■ DATA EXCERPTS ■
===

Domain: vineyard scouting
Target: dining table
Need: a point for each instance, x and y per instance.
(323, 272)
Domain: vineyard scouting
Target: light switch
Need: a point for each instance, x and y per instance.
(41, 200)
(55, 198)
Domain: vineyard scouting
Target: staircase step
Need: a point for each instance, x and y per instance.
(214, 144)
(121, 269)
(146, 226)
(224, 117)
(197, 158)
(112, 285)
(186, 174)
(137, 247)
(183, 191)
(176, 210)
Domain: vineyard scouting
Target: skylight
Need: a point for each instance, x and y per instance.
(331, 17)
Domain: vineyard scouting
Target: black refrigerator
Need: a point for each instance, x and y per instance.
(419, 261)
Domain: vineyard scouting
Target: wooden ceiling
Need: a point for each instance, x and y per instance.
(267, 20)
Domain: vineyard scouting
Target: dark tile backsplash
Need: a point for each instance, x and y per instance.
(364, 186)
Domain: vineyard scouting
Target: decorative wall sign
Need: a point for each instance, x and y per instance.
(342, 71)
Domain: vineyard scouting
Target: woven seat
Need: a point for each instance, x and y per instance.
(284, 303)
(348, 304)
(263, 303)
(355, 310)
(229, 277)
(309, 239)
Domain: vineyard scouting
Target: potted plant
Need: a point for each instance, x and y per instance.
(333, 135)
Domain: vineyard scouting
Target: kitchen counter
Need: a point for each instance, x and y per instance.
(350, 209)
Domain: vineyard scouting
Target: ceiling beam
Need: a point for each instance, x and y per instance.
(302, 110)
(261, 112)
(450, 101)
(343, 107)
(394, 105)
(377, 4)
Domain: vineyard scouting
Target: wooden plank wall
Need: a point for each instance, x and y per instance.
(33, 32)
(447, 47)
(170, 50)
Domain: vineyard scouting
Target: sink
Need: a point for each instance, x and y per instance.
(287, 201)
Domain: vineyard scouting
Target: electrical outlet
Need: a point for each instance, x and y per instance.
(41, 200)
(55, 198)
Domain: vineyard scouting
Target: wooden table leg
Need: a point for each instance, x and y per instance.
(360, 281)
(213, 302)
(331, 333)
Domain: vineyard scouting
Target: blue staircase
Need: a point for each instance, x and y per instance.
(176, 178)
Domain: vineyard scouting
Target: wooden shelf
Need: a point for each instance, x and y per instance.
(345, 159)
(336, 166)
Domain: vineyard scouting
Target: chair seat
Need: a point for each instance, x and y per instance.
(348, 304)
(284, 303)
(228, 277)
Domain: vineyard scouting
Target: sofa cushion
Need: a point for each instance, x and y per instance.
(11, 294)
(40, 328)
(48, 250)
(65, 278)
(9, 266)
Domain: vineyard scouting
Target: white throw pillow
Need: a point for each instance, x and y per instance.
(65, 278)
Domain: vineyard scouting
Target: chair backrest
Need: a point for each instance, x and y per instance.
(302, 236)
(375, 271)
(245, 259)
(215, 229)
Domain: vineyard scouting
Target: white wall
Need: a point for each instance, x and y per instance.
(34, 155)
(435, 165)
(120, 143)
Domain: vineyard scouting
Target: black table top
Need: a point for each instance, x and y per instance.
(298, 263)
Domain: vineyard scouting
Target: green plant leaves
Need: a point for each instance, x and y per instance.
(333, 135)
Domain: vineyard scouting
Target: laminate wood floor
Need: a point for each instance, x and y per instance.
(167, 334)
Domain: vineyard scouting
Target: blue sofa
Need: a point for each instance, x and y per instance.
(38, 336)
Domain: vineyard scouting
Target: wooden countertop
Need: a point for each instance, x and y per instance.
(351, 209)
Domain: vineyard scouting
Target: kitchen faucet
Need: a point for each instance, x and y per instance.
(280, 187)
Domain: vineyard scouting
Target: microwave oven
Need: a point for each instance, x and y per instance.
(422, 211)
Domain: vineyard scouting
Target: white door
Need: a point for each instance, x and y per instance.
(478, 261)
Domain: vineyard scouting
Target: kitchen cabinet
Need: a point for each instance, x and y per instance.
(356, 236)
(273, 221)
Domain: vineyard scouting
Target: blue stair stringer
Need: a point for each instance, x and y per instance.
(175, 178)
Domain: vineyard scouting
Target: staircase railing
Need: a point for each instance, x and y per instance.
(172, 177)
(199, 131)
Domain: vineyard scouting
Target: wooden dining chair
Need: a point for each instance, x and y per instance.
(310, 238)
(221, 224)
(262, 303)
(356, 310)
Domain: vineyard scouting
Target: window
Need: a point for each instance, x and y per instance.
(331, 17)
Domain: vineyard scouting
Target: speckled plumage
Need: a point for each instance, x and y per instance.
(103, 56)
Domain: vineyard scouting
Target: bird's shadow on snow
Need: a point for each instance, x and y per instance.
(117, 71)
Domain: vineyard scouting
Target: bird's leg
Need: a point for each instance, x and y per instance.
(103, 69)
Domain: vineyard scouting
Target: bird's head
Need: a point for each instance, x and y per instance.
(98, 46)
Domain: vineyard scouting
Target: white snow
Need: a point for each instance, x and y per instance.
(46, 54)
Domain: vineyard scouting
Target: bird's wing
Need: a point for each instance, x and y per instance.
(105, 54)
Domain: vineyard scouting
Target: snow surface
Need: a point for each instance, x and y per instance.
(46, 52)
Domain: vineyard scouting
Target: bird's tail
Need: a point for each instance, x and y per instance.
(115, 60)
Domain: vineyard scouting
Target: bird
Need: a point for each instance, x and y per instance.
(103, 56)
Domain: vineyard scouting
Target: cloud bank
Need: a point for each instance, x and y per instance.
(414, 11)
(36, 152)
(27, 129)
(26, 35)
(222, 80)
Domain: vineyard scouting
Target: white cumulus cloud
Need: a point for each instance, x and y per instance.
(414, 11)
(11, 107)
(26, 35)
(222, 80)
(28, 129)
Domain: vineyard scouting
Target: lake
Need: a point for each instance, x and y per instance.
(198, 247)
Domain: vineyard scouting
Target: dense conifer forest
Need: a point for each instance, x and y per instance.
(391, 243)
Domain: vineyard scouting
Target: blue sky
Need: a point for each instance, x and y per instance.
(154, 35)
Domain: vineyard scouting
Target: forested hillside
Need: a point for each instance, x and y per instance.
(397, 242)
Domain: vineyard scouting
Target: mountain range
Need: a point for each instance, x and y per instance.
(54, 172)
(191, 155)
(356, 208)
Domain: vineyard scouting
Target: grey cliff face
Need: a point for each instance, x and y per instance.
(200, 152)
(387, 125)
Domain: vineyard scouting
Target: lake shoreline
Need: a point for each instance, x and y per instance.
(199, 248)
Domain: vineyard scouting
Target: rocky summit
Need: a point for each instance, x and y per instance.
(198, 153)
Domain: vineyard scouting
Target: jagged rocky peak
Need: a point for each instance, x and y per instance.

===

Give back all the records exactly as they stand.

Domain: vineyard scouting
Target: dining table
Need: a point for each instance, x and y per instance.
(323, 272)
Domain: vineyard scouting
Target: light switch
Need: a point for each instance, x and y per instance.
(41, 200)
(55, 198)
Domain: vineyard scouting
Target: staircase step
Need: a point for each instance, x and y per instance.
(214, 144)
(121, 269)
(146, 226)
(224, 117)
(197, 158)
(112, 285)
(186, 174)
(137, 247)
(183, 191)
(176, 210)
Domain: vineyard scouting
Target: skylight
Need: a point for each instance, x and y per instance.
(331, 17)
Domain: vineyard scouting
Target: black refrigerator
Need: a point for each instance, x and y per instance.
(419, 261)
Domain: vineyard scouting
Target: wooden ceiling
Need: a point for each instance, x and y per instance.
(267, 20)
Domain: vineyard scouting
Target: dark tile backsplash
Need: a point for each instance, x and y per instance.
(364, 186)
Domain: vineyard scouting
Target: decorative wall sign
Need: a point for each instance, x and y per instance.
(342, 71)
Domain: vineyard scouting
Target: woven seat
Need: a point for each instance, x and y per instance.
(284, 303)
(348, 304)
(263, 303)
(355, 310)
(229, 277)
(309, 239)
Domain: vineyard scouting
Target: potted plant
Need: a point for each instance, x and y per instance.
(333, 135)
Domain: vineyard scouting
Target: kitchen counter
Need: a point for each instance, x and y per instance.
(350, 209)
Domain: vineyard scouting
Target: ceiling beam
Need: a point for each instance, x and y per instance.
(302, 110)
(261, 112)
(450, 101)
(343, 107)
(394, 105)
(377, 4)
Domain: vineyard scouting
Target: wooden plank wall
Need: a point for each instance, x and y per instance.
(33, 32)
(447, 47)
(170, 50)
Domain: vineyard scouting
Target: sink
Need: a point for each instance, x and y per instance.
(287, 201)
Domain: vineyard scouting
Target: electrical outlet
Need: a point for each instance, x and y per instance.
(41, 200)
(55, 198)
Domain: vineyard scouting
Target: wooden table leg
Need: a point for each instance, x and y per instance.
(360, 281)
(213, 302)
(331, 333)
Domain: vineyard scouting
Target: blue staircase
Need: a point for each instance, x and y per instance.
(176, 178)
Domain: vineyard scouting
Target: wooden shelf
Need: a point for each instance, x and y per instance.
(345, 159)
(336, 166)
Domain: vineyard scouting
Target: chair seat
Need: a point for each instance, x and y per instance.
(348, 304)
(284, 303)
(228, 277)
Domain: vineyard scouting
Target: sofa cushion
Need: a point for each instance, x and y per instance.
(11, 294)
(40, 328)
(48, 250)
(65, 278)
(9, 266)
Domain: vineyard scouting
Target: white throw pillow
Need: a point for each instance, x and y per instance.
(65, 278)
Domain: vineyard scouting
Target: chair backrest
Need: a point for each instance, x and y per instance.
(302, 236)
(375, 271)
(245, 259)
(215, 229)
Domain: vineyard scouting
Target: white wall
Need: a point for each instance, x and y per instance.
(34, 155)
(435, 165)
(120, 143)
Domain: vineyard scouting
Target: black table top
Need: a point for each instance, x and y per instance.
(298, 263)
Domain: vineyard scouting
Target: green plant leaves
Need: a point for each instance, x and y per instance.
(333, 135)
Domain: vineyard scouting
Target: laminate wood floor
Need: a point for each instance, x and y per instance.
(167, 334)
Domain: vineyard scouting
Target: blue sofa
Need: a point for each instance, x and y per instance.
(38, 336)
Domain: vineyard scouting
Target: wooden countertop
Need: a point for each instance, x and y per instance.
(351, 209)
Domain: vineyard scouting
Target: kitchen faucet
Need: a point for each instance, x and y per instance.
(280, 187)
Domain: vineyard scouting
Target: microwave oven
Need: a point for each instance, x and y per instance.
(422, 211)
Domain: vineyard scouting
Target: white door
Need: a point for each instance, x and y per instance.
(478, 261)
Domain: vineyard scouting
Target: kitchen cabinet
Need: a point for each instance, x and y per instance.
(356, 236)
(273, 221)
Domain: vineyard scouting
Target: blue stair stringer
Need: a point for each instance, x and y per instance.
(175, 178)
Domain: vineyard scouting
Target: staircase railing
Need: a point for each instance, x and y per instance.
(172, 177)
(199, 131)
Domain: vineyard scouting
Target: wooden dining chair
Need: a point for each instance, x and y per instance.
(310, 238)
(221, 224)
(262, 303)
(356, 310)
Domain: vineyard scouting
Target: window
Need: a point for each instance, x and y per instance.
(331, 17)
Domain: vineyard scouting
Target: speckled plumage
Need: a point for each instance, x and y per instance.
(103, 56)
Domain: vineyard scouting
Target: bird's shadow on snow
Need: a point for each instance, x and y per instance.
(117, 71)
Domain: vineyard scouting
Target: bird's leg
Need: a point for each instance, x and y per instance.
(103, 69)
Domain: vineyard scouting
Target: bird's head
Need: a point for each instance, x and y per instance.
(98, 46)
Domain: vineyard scouting
Target: white snow
Need: a point for each instance, x and y per instance.
(46, 54)
Domain: vineyard scouting
Target: bird's wing
Need: a point for each instance, x and y per instance.
(105, 54)
Domain: vineyard scouting
Target: snow surface
Need: a point for each instance, x and y per instance.
(46, 52)
Domain: vineyard scouting
Target: bird's tail
Need: a point for each instance, x and y per instance.
(115, 60)
Domain: vineyard scouting
Target: bird
Need: a point for each instance, x and y per instance.
(103, 56)
Domain: vineyard scouting
Target: cloud bank
Need: a point for each instance, x and y per instance.
(414, 11)
(36, 152)
(27, 129)
(26, 35)
(222, 80)
Domain: vineyard scouting
Target: white cumulus cloud
Need: a point for each instance, x and y per instance.
(414, 11)
(11, 107)
(26, 35)
(222, 80)
(28, 129)
Domain: vineyard scouting
Target: lake
Need: a point for each instance, x and y per instance.
(198, 247)
Domain: vineyard scouting
Target: dense conifer forest
Need: a point for each instance, x and y per instance.
(391, 243)
Domain: vineyard scouting
Target: blue sky
Need: a point for each instance, x and y per instance.
(154, 35)
Domain: vineyard scouting
Target: forested hillside
Need: a point for each instance, x and y per instance.
(397, 242)
Domain: vineyard scouting
Target: mountain range
Need: a point for each instance, x and y per instance.
(54, 172)
(191, 155)
(356, 208)
Domain: vineyard scouting
Target: grey cliff face
Need: a point for each instance, x and y per instance.
(200, 152)
(387, 125)
Domain: vineyard scouting
Target: lake shoreline
Need: a point for each instance, x and y per instance.
(199, 248)
Domain: vineyard scouting
Target: rocky summit
Need: a point for each instance, x and y per instance.
(198, 153)
Domain: vineyard scouting
Target: jagged rocky peak
Need: a point for each instance, x and y per instance.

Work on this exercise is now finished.